* _Task objective_
Can you resume the article on the factor mice need to produce mature eggs, continuing from its last sentence?

* _Excerpt provided_
Identifying Critical Component For Eggs In Mice

image of ovary tissue

Figure 1: A colored scanning electron micrograph of ovary tissue, showing a developing oocyte (pink). RIKEN researchers have found that H2A.Z is essential for healthy development of oocytes. © PROFESSOR P.M. MOTTA, G. MACCHIARELLI, S.A NOTTOLA/SCIENCE PHOTO LIBRARY

An epigenetic factor that is essential for producing mature egg cells in mice has been identified by RIKEN researchers for the first time1. This discovery could aid research into cases of infertility caused by immature eggs.

Oocytes are special cells in female mammals that go on to develop into eggs. That development involves a long and complex journey that commences before the birth of the mother and culminates in the reproductive stage later in the mother's life.

* _Source data_
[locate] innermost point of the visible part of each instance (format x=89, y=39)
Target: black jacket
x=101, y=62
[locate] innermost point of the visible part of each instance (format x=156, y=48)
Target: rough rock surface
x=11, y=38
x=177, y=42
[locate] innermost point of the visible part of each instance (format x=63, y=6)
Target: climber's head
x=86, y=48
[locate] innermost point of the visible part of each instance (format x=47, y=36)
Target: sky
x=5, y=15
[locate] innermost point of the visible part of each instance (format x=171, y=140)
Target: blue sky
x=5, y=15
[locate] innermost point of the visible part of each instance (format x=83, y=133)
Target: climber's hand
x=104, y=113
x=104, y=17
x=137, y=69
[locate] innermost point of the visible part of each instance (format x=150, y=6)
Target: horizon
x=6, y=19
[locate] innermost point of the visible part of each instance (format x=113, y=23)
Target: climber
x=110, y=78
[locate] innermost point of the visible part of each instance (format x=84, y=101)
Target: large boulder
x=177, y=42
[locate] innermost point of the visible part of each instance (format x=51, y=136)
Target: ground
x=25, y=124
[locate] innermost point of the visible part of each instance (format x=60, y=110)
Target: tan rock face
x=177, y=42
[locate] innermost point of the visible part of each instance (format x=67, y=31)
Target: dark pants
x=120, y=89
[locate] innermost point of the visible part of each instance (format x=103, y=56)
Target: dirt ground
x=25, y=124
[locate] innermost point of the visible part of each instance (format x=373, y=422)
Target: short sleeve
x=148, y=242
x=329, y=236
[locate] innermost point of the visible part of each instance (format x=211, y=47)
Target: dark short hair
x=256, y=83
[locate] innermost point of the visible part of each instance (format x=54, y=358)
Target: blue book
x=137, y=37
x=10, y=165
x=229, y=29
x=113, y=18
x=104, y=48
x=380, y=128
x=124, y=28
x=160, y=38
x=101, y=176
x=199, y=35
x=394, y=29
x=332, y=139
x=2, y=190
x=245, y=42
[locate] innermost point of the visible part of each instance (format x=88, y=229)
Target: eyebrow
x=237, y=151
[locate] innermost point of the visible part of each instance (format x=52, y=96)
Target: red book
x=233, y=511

* _Response_
Females are born with a full set of oocytes in their ovaries, but they exist in a state of 'suspended animation' in which meiosis-the special form of cell division that sperm and egg cells undergo-has been put on hold.

At puberty, oocytes grow larger by taking onboard proteins from the female. Importantly, they also receive genetic material in the form of RNA and epigenetic information-chemical tags that can regulate genes by turning them on and off.

Finally, during each menstrual cycle, several grown oocytes end the suspended animation and resume meiosis, or cell division, to form eggs.

Oocyte development is crucial for the production of a healthy embryo. Any problems that arise in the process can jeopardize fertilization or embryo development.

A key way that epigenetic information from the female is transferred to an oocyte is via the histones-the spools around which strands of DNA are wound. The four histone proteins-H3, H4, H2A and H2B-each have alternative forms with slightly different chemical structures from the usual form. These histone modifications convey epigenetic information.

"Histone modifications are important for regulating genes in embryos," says Azusa Inoue of the RIKEN Center for Integrative Medical Sciences. "There are many histone modifications, some of which activate genes, and others that repress them."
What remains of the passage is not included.